» STATED TASK
Copy out every one of the following lines word for word, omitting the pictures from your answer.

Records from a dataset

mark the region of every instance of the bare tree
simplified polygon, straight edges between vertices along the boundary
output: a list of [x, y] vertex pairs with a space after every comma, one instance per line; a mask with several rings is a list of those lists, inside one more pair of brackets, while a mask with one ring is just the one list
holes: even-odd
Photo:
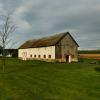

» ANSWER TO THIS EXERCISE
mark the region of every instance of the bare tree
simplified polygon, straight edges between vertices along the boundary
output: a list of [x, y] vertex pairs with a space after every comma, one instance per line; a mask with several rings is a list of those lists, inside one more pair of brackets, while a mask with one ring is just the one list
holes: even-odd
Photo:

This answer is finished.